> Activity
Write the next part of the college advice text on clubs, relationships and service, continuing after its last sentence.

> Text provided
####

1. Stick With One or Two Organizations
Join several clubs and teams that interest you when you first arrive on campus. Go to a few meetings, learn more about the group and mingle with members--this is how you will narrow down your search. Once you've decided which clubs to pursue, it is important to drop the others. Trying to keep up a decent GPA, intramural sports and four demanding organizations is too much for any college student. The benefits of having one or two key clubs that you are participating in means that you can devote more energy to their causes. By becoming a very involved member, you will gain opportunities for higher positions. Being VP of your school's Pharmacy Club and running various projects and fundraisers will look a lot better on your resumé than merely being a member of six random groups.
2. Branch Out when Building Relationships
Parents, self-help books and even college officials have all famously said, "It isn't what you know, it's who you know." The girl sitting beside you in Intro to Communications may very well be the one scrutinizing your resumé for your dream job in a few years time. It's a smart idea to get your name out to as many peers as possible and making friends with professors should also be a priority (since they will be the ones to write your letters of recommendation when you apply for that grant, internship or über competitive spot in med school). But what many college students overlook is the meaningful relationships that can be built with people like advisors and community leaders. You can draw upon a good academic advisor's help for years down the road as you navigate through higher education. Community leaders that you encounter at school functions, through volunteer work or club meetings hold influence in their field. College is the place where anyone could become a potential asset, so take advantage of your time here.
3. Offer Your Services On and Off-Campus
Each person has a set of unique attributes and skills that can be used to boost their resumé. After all, college towns are just like any other town–they have city halls, soup kitchens, radio stations and animals shelters that would all welcome help. Using the information you learn with your major to tackle issues in the community or start projects looks and feels fantastic. It shows that you are an independent thinker capable of creative problem-solving and may even lead to something bigger that branches out beyond your community. Whether it be just volunteering a few days down the street or organizing a huge city-wide event, be proactive and get yourself out there!

####

> Data provided
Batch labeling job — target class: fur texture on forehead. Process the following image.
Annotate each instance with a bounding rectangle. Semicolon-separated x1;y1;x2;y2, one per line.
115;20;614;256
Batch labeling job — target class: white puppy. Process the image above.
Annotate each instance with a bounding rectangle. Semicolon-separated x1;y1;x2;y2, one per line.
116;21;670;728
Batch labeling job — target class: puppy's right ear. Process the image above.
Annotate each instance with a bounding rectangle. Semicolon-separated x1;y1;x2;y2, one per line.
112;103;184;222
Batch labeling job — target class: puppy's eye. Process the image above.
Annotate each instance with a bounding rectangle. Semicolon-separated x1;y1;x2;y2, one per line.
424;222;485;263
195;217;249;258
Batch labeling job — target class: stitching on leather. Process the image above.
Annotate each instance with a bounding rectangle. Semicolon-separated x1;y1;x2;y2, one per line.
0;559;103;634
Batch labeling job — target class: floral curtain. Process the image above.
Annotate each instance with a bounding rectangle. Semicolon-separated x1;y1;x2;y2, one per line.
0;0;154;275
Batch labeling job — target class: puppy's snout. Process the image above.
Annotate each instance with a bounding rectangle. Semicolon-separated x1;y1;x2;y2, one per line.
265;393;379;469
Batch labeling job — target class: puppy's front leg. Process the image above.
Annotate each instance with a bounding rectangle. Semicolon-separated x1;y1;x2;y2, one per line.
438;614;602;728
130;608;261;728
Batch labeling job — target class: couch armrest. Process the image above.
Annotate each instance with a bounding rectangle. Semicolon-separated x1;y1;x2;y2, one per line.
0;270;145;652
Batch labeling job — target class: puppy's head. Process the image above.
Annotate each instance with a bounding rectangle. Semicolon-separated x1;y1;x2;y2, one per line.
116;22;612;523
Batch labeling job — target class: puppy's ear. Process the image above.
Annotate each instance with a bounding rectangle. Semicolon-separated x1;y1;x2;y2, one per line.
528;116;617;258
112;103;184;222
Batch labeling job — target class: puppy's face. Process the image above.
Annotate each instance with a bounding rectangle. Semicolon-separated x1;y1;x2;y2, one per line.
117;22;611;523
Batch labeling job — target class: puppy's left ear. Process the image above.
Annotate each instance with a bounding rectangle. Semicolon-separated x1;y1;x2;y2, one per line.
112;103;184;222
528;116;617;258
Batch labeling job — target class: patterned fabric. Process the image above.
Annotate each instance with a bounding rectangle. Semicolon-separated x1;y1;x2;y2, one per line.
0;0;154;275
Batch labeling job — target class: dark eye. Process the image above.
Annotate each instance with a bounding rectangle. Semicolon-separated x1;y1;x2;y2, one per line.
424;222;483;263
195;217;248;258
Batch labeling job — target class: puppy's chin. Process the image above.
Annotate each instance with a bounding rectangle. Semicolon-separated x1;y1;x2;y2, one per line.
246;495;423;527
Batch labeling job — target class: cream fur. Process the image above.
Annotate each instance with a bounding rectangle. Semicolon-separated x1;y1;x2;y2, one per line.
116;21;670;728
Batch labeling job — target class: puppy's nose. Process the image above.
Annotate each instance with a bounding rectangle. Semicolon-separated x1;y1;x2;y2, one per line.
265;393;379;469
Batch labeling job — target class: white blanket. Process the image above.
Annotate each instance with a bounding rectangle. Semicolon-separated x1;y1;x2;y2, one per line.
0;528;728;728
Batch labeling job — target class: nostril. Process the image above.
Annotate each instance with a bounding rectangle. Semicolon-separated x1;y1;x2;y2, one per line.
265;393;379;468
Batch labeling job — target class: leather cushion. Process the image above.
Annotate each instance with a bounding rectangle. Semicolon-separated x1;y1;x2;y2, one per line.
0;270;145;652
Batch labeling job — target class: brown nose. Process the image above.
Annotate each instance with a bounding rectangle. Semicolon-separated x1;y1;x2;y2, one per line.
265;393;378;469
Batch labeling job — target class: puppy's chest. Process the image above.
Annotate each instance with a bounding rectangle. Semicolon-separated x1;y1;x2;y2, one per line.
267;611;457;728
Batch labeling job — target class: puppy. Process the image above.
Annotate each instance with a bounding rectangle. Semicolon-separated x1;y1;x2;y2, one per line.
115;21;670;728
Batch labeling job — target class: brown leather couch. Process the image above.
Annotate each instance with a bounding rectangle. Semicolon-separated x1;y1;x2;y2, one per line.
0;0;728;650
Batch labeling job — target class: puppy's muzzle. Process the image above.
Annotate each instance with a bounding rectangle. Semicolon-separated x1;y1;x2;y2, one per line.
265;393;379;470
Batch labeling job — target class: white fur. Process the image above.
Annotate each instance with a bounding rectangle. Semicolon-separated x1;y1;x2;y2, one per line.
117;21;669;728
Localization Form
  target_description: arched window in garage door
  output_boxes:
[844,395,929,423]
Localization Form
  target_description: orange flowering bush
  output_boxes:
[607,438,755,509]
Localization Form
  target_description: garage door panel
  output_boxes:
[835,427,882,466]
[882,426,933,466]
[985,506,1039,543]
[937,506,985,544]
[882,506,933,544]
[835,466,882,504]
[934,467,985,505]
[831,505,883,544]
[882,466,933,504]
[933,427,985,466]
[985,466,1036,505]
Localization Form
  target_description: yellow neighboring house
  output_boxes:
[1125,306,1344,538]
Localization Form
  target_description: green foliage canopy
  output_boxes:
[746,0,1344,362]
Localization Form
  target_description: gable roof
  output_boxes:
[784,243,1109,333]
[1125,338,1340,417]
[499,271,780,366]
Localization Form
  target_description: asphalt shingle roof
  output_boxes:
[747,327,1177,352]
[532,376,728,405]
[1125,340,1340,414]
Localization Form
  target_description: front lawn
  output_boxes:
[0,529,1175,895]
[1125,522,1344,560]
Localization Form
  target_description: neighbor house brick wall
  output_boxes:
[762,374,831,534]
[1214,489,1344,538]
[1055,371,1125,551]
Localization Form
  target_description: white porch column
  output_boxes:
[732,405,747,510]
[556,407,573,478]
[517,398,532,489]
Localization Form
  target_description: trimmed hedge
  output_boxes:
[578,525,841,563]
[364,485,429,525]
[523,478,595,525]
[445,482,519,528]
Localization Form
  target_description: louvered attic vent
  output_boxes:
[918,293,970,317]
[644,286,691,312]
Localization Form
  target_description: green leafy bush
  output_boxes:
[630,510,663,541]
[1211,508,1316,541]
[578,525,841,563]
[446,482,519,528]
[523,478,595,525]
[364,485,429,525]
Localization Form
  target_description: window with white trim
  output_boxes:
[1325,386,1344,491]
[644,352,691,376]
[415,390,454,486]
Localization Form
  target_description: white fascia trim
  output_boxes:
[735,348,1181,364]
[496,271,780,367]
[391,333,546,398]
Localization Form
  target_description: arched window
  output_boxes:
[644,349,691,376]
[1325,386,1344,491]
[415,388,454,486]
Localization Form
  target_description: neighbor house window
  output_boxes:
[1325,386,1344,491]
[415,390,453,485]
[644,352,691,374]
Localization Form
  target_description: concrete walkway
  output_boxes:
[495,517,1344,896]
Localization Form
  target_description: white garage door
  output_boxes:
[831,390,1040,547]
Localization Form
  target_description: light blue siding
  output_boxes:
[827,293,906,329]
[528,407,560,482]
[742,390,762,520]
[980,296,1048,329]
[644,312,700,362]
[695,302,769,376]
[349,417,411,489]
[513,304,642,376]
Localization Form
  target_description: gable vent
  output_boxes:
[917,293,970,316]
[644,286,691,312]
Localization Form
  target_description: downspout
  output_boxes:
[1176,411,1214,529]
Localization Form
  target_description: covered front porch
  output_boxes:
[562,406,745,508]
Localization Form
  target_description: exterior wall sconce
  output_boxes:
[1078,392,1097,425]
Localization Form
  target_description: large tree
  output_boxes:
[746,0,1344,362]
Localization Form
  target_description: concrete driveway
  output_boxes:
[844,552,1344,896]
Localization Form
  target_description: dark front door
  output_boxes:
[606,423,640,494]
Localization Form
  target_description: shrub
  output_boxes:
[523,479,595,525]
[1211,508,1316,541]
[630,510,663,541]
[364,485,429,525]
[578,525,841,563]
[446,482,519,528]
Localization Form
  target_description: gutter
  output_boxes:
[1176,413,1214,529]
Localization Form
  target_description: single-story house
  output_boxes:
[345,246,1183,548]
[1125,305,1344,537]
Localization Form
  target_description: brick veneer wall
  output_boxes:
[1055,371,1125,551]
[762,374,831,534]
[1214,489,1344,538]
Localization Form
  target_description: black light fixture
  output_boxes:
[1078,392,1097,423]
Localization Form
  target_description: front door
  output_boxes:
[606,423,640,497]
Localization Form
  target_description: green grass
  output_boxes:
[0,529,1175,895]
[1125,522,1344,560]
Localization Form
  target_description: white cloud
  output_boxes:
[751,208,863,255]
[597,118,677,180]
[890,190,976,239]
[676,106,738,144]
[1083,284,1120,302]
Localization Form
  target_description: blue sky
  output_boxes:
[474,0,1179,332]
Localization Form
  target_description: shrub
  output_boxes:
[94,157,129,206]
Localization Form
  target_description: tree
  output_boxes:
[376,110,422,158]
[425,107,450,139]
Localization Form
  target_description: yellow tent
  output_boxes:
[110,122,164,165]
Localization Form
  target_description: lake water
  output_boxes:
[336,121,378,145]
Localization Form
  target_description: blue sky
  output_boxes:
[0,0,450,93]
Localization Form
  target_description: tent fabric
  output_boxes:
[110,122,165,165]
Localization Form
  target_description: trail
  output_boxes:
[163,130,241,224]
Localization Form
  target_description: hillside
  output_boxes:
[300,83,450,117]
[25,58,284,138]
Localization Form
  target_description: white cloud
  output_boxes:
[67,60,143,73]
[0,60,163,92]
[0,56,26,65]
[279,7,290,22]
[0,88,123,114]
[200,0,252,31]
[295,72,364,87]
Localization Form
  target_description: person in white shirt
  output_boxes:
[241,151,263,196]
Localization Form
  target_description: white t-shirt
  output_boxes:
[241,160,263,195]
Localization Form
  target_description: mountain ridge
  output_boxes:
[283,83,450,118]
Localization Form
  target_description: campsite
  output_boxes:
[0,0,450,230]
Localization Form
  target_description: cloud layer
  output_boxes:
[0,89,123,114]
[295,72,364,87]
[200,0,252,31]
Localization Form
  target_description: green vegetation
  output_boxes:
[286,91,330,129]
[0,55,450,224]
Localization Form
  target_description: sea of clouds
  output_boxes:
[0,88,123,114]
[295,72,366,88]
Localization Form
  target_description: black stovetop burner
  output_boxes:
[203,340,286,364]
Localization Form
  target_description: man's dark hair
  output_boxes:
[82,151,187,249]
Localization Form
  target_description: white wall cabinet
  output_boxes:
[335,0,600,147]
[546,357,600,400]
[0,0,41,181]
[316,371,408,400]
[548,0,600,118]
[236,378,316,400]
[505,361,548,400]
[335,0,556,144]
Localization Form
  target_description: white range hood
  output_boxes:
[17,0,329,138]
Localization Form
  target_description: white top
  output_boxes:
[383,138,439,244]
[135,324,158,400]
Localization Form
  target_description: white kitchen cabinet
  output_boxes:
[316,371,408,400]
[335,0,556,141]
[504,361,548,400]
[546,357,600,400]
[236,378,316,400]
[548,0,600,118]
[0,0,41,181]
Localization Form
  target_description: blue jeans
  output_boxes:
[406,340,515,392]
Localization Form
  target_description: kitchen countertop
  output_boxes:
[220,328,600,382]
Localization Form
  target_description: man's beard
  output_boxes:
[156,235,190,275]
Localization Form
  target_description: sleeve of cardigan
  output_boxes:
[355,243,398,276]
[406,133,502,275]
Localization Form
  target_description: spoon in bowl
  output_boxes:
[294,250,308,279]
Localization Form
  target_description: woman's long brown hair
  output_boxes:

####

> Result of this task
4. Get a Job or Start Tutoring
Part-time jobs can be very stressful to have in college--the strict commitment with your full class schedule leaves almost zero time for any fun at all. But even though jobs seem like a surefire way to ruin the "best four years of your life," the right one could skyrocket you toward your career. By locating jobs that relate to your major (and therefore your end goal after college), you gain much-needed experience and have the opportunity to (again) make connections. However, if a job seems a bit too much at the moment or if you can't find anything that suits your needs, consider becoming a tutor. Not only will you score yourself some cash for the weekends, but it also reinforces the fact that you are practically an expert in your field.
5. Avoid Comparing Yourself to Others
The most important tip for building a college resumé is to escape the trap of comparison. Too many students become discouraged after they hear of their peers' achievements--they stop putting in effort into their resumé or neglect to send it off altogether. Universities attract outstanding individuals and many of your classmates will have won fabulous awards or already made some great contribution to their field of study. Do not let this sway you from applying for the same internships and grad schools as they are. In many cases, employers are looking for specific types of people to fill their slots and not just the boy who's published his work in three scientific journals. It is dangerous to pay attention to the credentials of others. Let your peers' success motivate you, not drag you down.
Building a solid resumé is a crucial part of transitioning into adulthood. It will be a frustrating and nerve-racking process because trying to make a document represent who you are and all of what you are capable of is impossible. But, by including the right components and offering a wide range of experiences, you will be a stellar candidate for anything you apply for--good luck!